## What is required
Copy the records below, replacing every "deepest inside" with "closest to the center of" and leaving everything else unchanged.

BEGIN Material for the task

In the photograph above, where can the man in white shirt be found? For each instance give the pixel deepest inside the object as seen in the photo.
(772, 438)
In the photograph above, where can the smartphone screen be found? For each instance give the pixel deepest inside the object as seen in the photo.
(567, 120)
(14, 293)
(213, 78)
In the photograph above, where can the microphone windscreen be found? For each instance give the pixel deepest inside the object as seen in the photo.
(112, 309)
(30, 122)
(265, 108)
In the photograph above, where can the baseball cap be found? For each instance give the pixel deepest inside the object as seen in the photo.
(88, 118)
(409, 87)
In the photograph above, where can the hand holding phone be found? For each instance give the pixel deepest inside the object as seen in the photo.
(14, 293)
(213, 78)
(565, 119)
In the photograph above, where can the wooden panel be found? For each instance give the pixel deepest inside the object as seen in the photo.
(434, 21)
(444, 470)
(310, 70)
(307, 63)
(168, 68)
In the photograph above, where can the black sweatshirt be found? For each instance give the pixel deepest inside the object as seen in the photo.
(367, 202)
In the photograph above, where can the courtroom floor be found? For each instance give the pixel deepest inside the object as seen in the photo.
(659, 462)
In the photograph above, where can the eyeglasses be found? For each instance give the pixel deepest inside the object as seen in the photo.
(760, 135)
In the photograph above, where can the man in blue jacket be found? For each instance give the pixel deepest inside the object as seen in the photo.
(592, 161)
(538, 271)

END Material for the task

## Correct result
In the photograph above, where can the man in white shirt be found? For each instance give the pixel closest to the center of the object as seen in the photo.
(772, 438)
In the photograph above, where can the smartphone screen be found? For each instance give the pixel closest to the center of the object as seen in the photo.
(567, 120)
(14, 293)
(213, 78)
In the photograph above, where can the microphone windscreen be found? For each instance give the pixel closest to the center of the object as seen in the photo.
(112, 309)
(30, 122)
(265, 108)
In the photograph above, where can the baseball cap be found? For each instance give the pixel closest to the center of the object as seen in the photo.
(88, 118)
(409, 87)
In the photograph above, where can the hand holding phone be found? For each instance give the pixel closest to the center of the object as seen in the photo.
(14, 293)
(213, 78)
(565, 119)
In the photograph above, where can the wooden panel be found? For each instance give the pixel closest to the center of the object as seen in the photo.
(434, 21)
(444, 470)
(310, 70)
(307, 63)
(168, 68)
In the photograph above, where can the black sweatshirt be found? For each instance give the pixel closest to the center of the object as seen in the photo.
(367, 202)
In the photograph above, where can the courtroom floor be found? For each instance give the pixel closest to the center of the object as seen in the photo.
(659, 462)
In the photograph above, where can the eyeglasses be found? For each instance give the pixel closest to the center of the object as seen in the photo.
(760, 135)
In the photograph above, where can the man in blue jacket be found? For each instance give the pixel closest to the center of the object as seen in the photo.
(592, 161)
(538, 271)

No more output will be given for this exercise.